# Mag Touch anyone?



## americanforkdude (Sep 13, 2007)

Anyone checked out the new Cabelas Mag Touch rods? I seen them yesterday and instantly began drooling. I'm sure I will own one very soon. Thought I would get some opinions. Only downside I see is it could be a little slippery after landing fish, but you can deffinately feel the sensitivity. It's a good lookin rod as well. What action do you guys prefer if you could only chose one? I'm thinking the medium just cause its all around versatile.


----------



## SlapShot (Sep 25, 2007)

Many of the big brands are starting to implement this design. I know Kistler LTA rods, Powell Rods, Dobyns, Shimano, and many other brands have these style rods now. My fingers aren't long enough to take advantage of the exposed blank above the reel seat. My friend has a few of the Powell rods and loves them. They are really light.

When it comes to rod selection for all around use I would stick with a 6' 6" to 7' medium heavy. Compare all the brands at Cabelas or Sportsmans with the same power/action. A 7' MH of one brand will feel totally different than a 7' MH of a different brand. Ask to put a reel and casting plug on to try it out. The rod may feel great in the store but very different with a bait tied on. My friend has a Powell 7' MH fast action and it's not as stiff as my Shimano Crucial of the same power/action. What is the rod going to be used for?

HockeyMan


----------



## americanforkdude (Sep 13, 2007)

It will be for all around use. White bass, strawberry, bluegill. I have a selection of rods already ranging from ultra light to medium. I don't make it to the Gorge much, but I'm pretty sure a medium action rod could handle a good size laker if an ice rod can handle it. I just was wondering what people liked as far as the stiffness in the rod in this model. I take it nobody own one. Where do they sell Powell's, and what do they run?


----------



## SlapShot (Sep 25, 2007)

AFD,
I was just up at Cabelas and the 7 footer is a good all around rod. I liked the action and the feel. I ask the guy behind the reel counter if I could put on a reel and it felt nice. It didnt have a power designation such as Medium or Medium Heavy but it felt good. I asume you want to the spinning rod but the baitcaster with a little heavier specs also felt pretty good. I say go for it.

HockeyMan


----------



## lionhunter (Sep 11, 2007)

» **Excerpted records**
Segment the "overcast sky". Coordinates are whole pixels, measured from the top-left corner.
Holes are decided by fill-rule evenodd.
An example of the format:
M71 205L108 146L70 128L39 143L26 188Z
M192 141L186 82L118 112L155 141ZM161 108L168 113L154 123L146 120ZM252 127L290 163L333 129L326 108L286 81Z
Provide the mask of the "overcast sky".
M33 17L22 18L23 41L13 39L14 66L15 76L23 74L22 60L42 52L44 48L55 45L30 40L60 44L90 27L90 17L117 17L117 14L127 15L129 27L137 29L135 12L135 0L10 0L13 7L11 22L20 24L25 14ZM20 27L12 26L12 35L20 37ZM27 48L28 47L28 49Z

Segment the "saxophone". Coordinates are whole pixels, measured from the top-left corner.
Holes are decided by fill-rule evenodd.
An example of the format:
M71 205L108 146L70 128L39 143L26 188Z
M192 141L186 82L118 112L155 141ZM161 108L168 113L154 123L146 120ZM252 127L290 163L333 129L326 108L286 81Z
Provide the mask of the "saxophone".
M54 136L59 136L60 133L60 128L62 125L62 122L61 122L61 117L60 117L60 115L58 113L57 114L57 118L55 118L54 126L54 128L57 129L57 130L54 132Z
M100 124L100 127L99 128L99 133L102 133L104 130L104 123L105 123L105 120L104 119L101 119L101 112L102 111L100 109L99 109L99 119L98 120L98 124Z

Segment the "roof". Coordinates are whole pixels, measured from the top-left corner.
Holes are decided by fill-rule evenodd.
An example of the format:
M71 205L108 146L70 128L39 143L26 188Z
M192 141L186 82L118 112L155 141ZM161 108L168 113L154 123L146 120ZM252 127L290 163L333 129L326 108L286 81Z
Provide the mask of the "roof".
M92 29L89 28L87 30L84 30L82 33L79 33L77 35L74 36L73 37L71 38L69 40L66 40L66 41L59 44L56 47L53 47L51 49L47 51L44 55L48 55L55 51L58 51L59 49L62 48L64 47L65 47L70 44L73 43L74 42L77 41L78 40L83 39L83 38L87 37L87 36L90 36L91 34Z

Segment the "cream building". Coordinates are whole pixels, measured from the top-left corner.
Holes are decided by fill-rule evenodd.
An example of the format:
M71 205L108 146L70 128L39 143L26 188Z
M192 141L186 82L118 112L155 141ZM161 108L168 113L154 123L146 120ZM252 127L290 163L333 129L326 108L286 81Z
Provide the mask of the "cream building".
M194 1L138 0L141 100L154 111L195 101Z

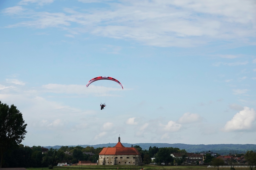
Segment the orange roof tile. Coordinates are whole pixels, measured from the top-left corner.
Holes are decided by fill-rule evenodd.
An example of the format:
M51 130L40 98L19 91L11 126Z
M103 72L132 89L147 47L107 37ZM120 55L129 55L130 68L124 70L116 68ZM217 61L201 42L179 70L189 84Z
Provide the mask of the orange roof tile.
M116 145L115 145L115 146L114 147L114 148L120 148L121 147L124 148L125 147L123 145L123 144L121 142L118 142L116 143Z
M135 148L126 147L120 142L120 137L118 142L113 148L103 148L99 155L141 155Z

» **Your tasks**
**A)** Print the entries exactly, starting at their first line and stopping after the line that contains "M100 124L100 127L99".
**B)** Write what follows in the forum thread about Cabela's Mag Touch rods, picking up after its last line.
The fishing-rod thread and the entries have no connection to each other.

» **The replies**
**A)**
Segment the "overcast sky". Coordinates are whole pixels, measured from the top-left corner.
Holes are decided by fill-rule evenodd.
An example of the format:
M71 205L108 146L70 128L39 143L26 188Z
M192 141L186 82L118 112L155 141ZM161 108L168 113L154 123L146 120ZM252 127L290 163L333 129L326 108L286 81Z
Provide the mask of the "overcast sky".
M33 17L22 18L23 41L13 39L14 66L15 76L23 74L22 60L42 52L44 48L55 45L30 40L60 44L90 27L90 17L117 17L117 14L127 15L129 27L137 29L135 12L135 0L10 0L13 7L11 22L20 24L25 14ZM20 27L12 26L12 35L20 37ZM27 48L28 47L28 49Z

Segment the "saxophone". Coordinates are whole pixels, measured from the top-left corner.
Holes are decided by fill-rule evenodd.
An example of the format:
M71 205L108 146L70 128L39 143L26 188Z
M192 141L186 82L118 112L155 141ZM161 108L168 113L154 123L146 120ZM252 127L290 163L333 129L326 108L286 81Z
Provide the mask of the "saxophone".
M54 136L59 136L60 133L60 128L62 125L62 122L61 122L61 117L60 117L60 115L58 113L57 114L57 118L55 118L54 126L54 128L57 129L57 130L54 132Z
M100 124L100 127L99 128L99 133L102 133L104 130L104 123L105 123L105 120L104 119L101 119L101 112L102 111L100 109L99 109L99 119L98 120L98 124Z

**B)**
I dont know about cabelas fishing stuff but there archery stuff is $#!t. It looks cool but it is trash IMHO. I use a medium light action ugly stick 5'6 for everything except trolling. I caught my 18 pound channel cat on it last year. I think the reel and line is what matters to me.


----------



## rippnlips (Dec 25, 2007)

what prices were they?


----------



## rippnlips (Dec 25, 2007)

My only wonder is the type of graphite they used in the rods. Traditionally Cabelas has always seemed to use a lower modulus of graphite in their rods. The BPS extreme rods which i have tons of, used to have 54 and upgraded to 65 and I noticed a big difference. 

A good blank can get ruined if the guides arent in the right position as many rod manufacturers fail to do. I'll have to check them out for sure! I know a lot of guys think there is not a difference in cheap rods to a quality one, but once you have a nice one its hard to pick up anything else. 

One other note I noticed that some of the Shimano rods have went to this style last year as well and they are cheaper than these Cabelas rods, plus I think with the relationship with GLoomis I personally think the graphite and quality is a little better than Cabelas, but only time will tell...........


----------



## americanforkdude (Sep 13, 2007)

The rods are $100. 
I can testify, i use to fish with an ugly stick until a good friend let me try a nice rod on the water one time. The difference was phenominal. Still to this day, if i'm bait fishing or trolling without a dout I will go back to the Ugly Stik or any other rod, but when i'm jiggin or spin fishin I like to have a nicer rod.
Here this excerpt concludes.